▶ [Work to do]
1. In the forum thread about the neighbors' rabbits, what is the run compared to in size?
2. Extract the passage from "## bonny (26" to "Moomin1 (26 March 2013)" of the forum thread about the neighbors' rabbits.
3. Extend the forum thread about the neighbors' covered rabbit hutch, picking up right after its final post.

▶ [Quoted text]

[BEGIN]

# My next door neighbours & cruelty to bunnies



## SaharaS (26 March 2013)

Well..I'm struggling here. 

I see the run & hutch..inside which live two rabbits..and a blue tarp over it all several layers thick covering it completely...the hutch is currently in the run..which is about the same size as a chest freezer...not big. there are logs & bricks on top to keep the tarp down. The daughter dashes out for half a minute twice a day & chucks feed in.

What a dismal life...well..existence.

They have lived like this since before autumn. A dismal dark little world. Makes me incredibly sad. To be honest..I have been out at feed times doing my horses so wasn't until Mum came to stay (is here now)that she noticed from her window..I just know that the covered hutch has been the same thru the autumn & winter till now and if there is feeding going on..the rabbits are obviously still alive & I've never once seen them out as i used to in summer or even last winter(when they were daily trying to commit suicide by running into my garden to try & get hit by my speeding dog-now I know why.)

My house is for sale..wondering if a viewer could possibly have spotted it or my estate agent...and if the RSPCA would do anything or who else I could call? Any bunny welfare organisations?


----------



## Red30563 (26 March 2013)

That sounds very sad and not the right conditions for happy bunnies. 

A quick google finds this charity

http://www.rabbitwelfare.co.uk/index.php

They have a helpline number on the contact page. Might be worth a call.


----------



## bonny (26 March 2013)

I think lots of rabbits have a sad and dull existence shut in a cage or a small run and ignored most of the time once the novelty of looking after them has gone off. Welfare organisations wouldn't get involved as long as the rabbits were fed, watered etc.....at the end of the day most rabbits are kept like you've described.


----------



## Moomin1 (26 March 2013)

They are quite possibly covered up most of the time due to the awful weather conditions this winter.


----------



## SaharaS (26 March 2013)

Red30563 said:



			That sounds very sad and not the right conditions for happy bunnies. 

A quick google finds this charity

http://www.rabbitwelfare.co.uk/index.php

They have a helpline number on the contact page. Might be worth a call.
		
Click to expand...

Thank you



bonny said:



			I think lots of rabbits have a sad and dull existence shut in a cage or a small run and ignored most of the time once the novelty of looking after them has gone off. Welfare organisations wouldn't get involved as long as the rabbits were fed, watered etc.....at the end of the day most rabbits are kept like you've described.
		
Click to expand...

[END]

Coordinate labeling data
[BEGIN]

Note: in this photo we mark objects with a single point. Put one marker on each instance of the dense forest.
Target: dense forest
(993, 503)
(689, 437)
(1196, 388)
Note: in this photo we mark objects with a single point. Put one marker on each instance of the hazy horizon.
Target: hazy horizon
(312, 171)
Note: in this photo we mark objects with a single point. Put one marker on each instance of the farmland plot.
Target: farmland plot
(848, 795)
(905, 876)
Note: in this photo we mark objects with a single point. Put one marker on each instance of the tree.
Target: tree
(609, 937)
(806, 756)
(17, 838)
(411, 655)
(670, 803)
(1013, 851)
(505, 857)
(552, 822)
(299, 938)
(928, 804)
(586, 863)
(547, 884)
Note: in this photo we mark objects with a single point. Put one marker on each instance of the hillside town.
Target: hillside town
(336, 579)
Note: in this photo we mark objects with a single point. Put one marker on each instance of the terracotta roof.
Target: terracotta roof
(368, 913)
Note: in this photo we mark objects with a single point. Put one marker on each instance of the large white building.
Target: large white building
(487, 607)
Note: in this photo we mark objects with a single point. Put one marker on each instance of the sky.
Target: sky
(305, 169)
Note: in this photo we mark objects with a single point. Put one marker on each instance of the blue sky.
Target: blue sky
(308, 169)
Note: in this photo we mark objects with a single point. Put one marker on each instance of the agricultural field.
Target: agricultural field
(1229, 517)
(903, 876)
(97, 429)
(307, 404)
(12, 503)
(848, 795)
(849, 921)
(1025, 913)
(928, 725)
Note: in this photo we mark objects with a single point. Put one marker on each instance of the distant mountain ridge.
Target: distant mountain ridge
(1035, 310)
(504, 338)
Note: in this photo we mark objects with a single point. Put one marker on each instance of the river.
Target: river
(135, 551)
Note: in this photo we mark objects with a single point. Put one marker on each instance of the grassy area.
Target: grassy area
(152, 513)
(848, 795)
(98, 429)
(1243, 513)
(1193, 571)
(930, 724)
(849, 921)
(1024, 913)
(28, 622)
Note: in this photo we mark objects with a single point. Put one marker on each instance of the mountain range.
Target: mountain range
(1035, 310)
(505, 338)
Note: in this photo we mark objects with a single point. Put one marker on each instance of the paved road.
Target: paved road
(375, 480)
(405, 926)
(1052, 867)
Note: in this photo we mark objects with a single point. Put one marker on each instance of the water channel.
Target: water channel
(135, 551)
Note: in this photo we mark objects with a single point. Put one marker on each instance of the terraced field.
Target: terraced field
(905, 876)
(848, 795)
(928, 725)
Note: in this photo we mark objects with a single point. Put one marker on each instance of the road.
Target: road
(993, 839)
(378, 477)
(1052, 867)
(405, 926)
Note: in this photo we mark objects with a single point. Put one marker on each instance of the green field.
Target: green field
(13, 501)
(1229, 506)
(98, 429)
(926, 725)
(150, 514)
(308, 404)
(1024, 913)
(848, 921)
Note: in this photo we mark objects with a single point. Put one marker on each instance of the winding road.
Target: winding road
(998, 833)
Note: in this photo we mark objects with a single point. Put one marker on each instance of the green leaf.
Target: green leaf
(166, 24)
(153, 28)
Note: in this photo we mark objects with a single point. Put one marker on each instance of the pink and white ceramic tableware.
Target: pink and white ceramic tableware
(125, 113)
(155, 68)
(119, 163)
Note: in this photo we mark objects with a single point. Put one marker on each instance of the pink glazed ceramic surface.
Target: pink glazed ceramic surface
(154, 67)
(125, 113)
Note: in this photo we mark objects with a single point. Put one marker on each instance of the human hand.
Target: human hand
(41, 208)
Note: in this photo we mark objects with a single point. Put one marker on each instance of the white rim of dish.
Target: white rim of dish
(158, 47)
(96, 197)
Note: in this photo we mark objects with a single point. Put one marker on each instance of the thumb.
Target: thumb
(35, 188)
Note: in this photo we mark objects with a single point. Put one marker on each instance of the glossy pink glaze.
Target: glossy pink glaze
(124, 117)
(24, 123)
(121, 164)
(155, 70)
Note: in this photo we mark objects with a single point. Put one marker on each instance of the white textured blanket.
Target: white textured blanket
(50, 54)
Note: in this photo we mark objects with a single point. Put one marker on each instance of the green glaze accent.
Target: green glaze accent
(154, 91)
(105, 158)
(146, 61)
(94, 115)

[END]

▶ [Expected responses]
1. A chest freezer.

2.
## bonny (26 March 2013)

I think lots of rabbits have a sad and dull existence shut in a cage or a small run and ignored most of the time once the novelty of looking after them has gone off. Welfare organisations wouldn't get involved as long as the rabbits were fed, watered etc.....at the end of the day most rabbits are kept like you've described.


----------



## Moomin1 (26 March 2013)

3.
I do agree tho its not simply the being shut in bit..its almost battery hen status..just without the eggs. Sorry if this sounds harsh Bonny, but I have to say I have NEVER seen rabbits kept like this..they will be like sardines in the hutch & I'm surprised if the two can turn easily..tho that would help keep them warm if nothing else..the whole set up is no higher than a foot from floor to ceiling..hutch & run included...not to mention the fact it has remained stationary & I can see the state of the wet ground/lawn & dread to think what they are living on floor wise. As with my other post the other day, I think you see life thru a very optimistic pair of 'see good in all glasses' -were this the case (for both posts), though I really wish it were... I can assure you I really would not have bothered posting


----------



## SaharaS (26 March 2013)

Moomin1 said:



			They are quite possibly covered up most of the time due to the awful weather conditions this winter.
		
Click to expand...

I thought that they had long gone to be fair..I have not once seen the hutch uncovered since before autumn so presumed they were gone..I work from the study/bedroom daily and it over looks their garden & the rabbit dungeon very clearly.. the tarp is weighted down all round, all the time..no fresh air exchange or ventilation or anything I could use the word 'fresh' about..this is more than covered up some of the time.. 

Sorry if I'm sounding snarly, I'm not..just very tired & feel bad about what I can see but can't fix..


----------



## catxx (27 March 2013)

You can call an RSPCA officer out to investigate - but as long as it has shelter, food and water they generally don't give a hoot.

Have you tried actually talking to your neighbours? Casual convo and ask how their bunnies are doing in this awful weather? Maybe ask if they need any extra bits of hay for them? fishing to see when they were last cleaned out?

My rabbits are covered with plastic and tarp, but their run is open sided and they're out round the rest of the garden twice a day.


----------



## ilvpippa (29 March 2013)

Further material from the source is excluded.